* [Tasks to perform]:
A. Translate this sentence from the NIL commentary into Spanish: "Boundaries must be in place to maintain as level a playing field as possible."
B. Reproduce the NIL commentary from "I have to say" up to and including "to be proactive.".
C. List the words that the abbreviation NIL stands for, according to the NIL commentary.

Assistant Vice President of Consulting

I have to say it: I am fully supportive of NIL money going to student-athletes. Why shouldn’t they be compensated for the revenue they helped generate? For most of its history, the NCAA has prohibited student-athletes from profiting from their NIL (Name, Image and Likeness). While it’s been discussed for more than a decade, college sports leadership has failed to be proactive.   

Then came the turning point. 

On July 1, 2021, the U.S. Supreme Court ruled unanimously that NCAA athletes could profit from their Name, Image and Likeness. And thus, they ushered in a new era in college sports.  

The true intent of NIL is for student-athletes to benefit from their Name, Image and Likeness—for example, a quarterback getting paid for starring in a Dr. Pepper commercial. But since the ruling, NIL has not truly been NIL but rather pay for play. In most cases, a student-athlete can collect money and may or may not perform any kind of promotional activity for anybody. They receive compensation based on their value to the team. 

With the recent House settlement, it was determined that $2.78 billion is to be distributed to former student-athletes going as far back as 2016. And going forward, $21.5 million a year must be distributed to current student-athletes. The leaders in college athletics hope to gain control and create boundaries over how that money is distributed. 

The combination of NIL and the ease at which student-athletes can now transfer from one institution to another has, in effect, created a system of free agency. And most in higher education have serious concerns about whether this system should exist. It remains to be seen if appropriate boundaries can be constructed to create a fair system for institutions and student-athletes. 

With the disparities in athletes’ earning potential and the lack of regulation, the current climate for NIL is the Wild West. Boundaries must be in place to maintain as level a playing field as possible. Fans tend to forget that one of the primary missions of the NCAA is to deliver fair and inclusive competition. If it becomes only about which school’s boosters can generate the most money to buy the best student-athletes, college sports will no longer provide a fair environment for competition, or certainly not as fair as it could, or should, be.

* [Record list]:
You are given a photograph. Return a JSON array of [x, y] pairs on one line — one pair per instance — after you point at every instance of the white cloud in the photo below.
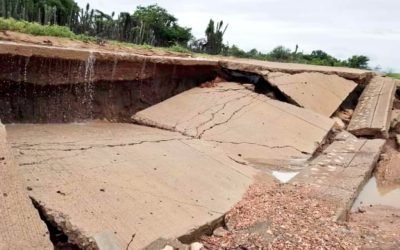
[[340, 27]]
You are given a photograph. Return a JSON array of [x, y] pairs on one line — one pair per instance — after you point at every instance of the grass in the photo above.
[[394, 75], [37, 29]]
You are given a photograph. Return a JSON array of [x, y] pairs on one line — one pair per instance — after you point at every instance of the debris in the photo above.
[[196, 246], [220, 232]]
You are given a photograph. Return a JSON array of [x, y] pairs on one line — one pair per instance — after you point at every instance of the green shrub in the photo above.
[[180, 49], [394, 75], [35, 28]]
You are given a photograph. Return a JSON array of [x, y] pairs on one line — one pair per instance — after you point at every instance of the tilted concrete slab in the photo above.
[[373, 112], [264, 68], [125, 179], [259, 129], [319, 92], [20, 223], [111, 58], [339, 172]]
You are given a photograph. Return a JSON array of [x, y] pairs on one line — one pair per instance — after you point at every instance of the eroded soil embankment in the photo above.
[[43, 90]]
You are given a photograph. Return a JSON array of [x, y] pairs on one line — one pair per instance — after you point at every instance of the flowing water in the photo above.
[[375, 194], [284, 177]]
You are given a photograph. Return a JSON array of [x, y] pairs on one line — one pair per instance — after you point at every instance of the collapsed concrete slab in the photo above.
[[242, 122], [264, 68], [319, 92], [20, 223], [99, 178], [373, 112], [339, 172]]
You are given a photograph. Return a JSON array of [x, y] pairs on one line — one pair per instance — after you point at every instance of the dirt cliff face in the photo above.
[[40, 90]]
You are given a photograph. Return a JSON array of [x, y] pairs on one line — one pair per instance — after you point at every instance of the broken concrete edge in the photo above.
[[139, 119], [263, 68], [207, 229], [28, 50], [193, 235], [22, 200], [227, 72], [372, 131], [343, 212], [344, 203], [62, 223]]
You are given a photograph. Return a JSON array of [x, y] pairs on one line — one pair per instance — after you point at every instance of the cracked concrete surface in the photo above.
[[245, 124], [20, 223], [341, 170], [125, 179], [310, 90], [374, 109]]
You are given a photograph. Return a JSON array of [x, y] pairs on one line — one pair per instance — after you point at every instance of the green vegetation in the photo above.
[[35, 28], [394, 75], [147, 26], [282, 54]]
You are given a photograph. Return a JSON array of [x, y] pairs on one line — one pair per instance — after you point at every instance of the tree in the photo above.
[[358, 61], [215, 37], [280, 54], [157, 21]]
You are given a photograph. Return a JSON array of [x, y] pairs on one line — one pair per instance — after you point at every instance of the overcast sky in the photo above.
[[339, 27]]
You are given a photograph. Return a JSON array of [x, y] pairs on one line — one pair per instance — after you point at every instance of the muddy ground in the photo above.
[[66, 42], [285, 217]]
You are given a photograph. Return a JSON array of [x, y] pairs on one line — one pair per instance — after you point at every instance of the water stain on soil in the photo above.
[[284, 177], [373, 194]]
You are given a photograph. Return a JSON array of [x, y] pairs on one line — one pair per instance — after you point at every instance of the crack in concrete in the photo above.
[[227, 120], [100, 146], [62, 223], [261, 145], [213, 115]]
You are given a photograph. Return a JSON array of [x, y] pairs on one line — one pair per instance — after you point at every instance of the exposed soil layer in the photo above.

* [Results for the exercise]:
A. Deben existir límites para mantener un terreno de juego lo más nivelado posible.

B.
I have to say it: I am fully supportive of NIL money going to student-athletes. Why shouldn’t they be compensated for the revenue they helped generate? For most of its history, the NCAA has prohibited student-athletes from profiting from their NIL (Name, Image and Likeness). While it’s been discussed for more than a decade, college sports leadership has failed to be proactive.

C.
- Name
- Image
- Likeness